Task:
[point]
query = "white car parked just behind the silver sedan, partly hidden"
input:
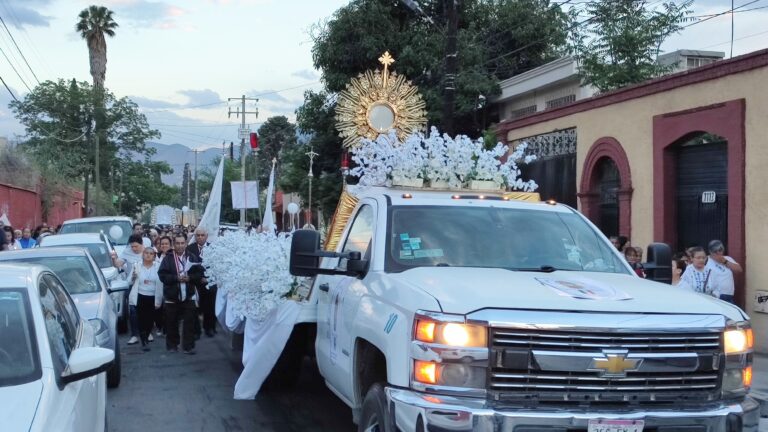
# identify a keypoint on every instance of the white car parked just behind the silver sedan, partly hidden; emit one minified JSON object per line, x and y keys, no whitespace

**Goal of the exercise**
The records above are to be repeated exactly, with the pictures left out.

**Response**
Task:
[point]
query = "white car parked just behind the silver sedan, partly hidden"
input:
# identify a keypoint on every instance of the white car parked just behind the silver sedan, partly hidden; emit one minified JSON object per line, x and y keys, no whitespace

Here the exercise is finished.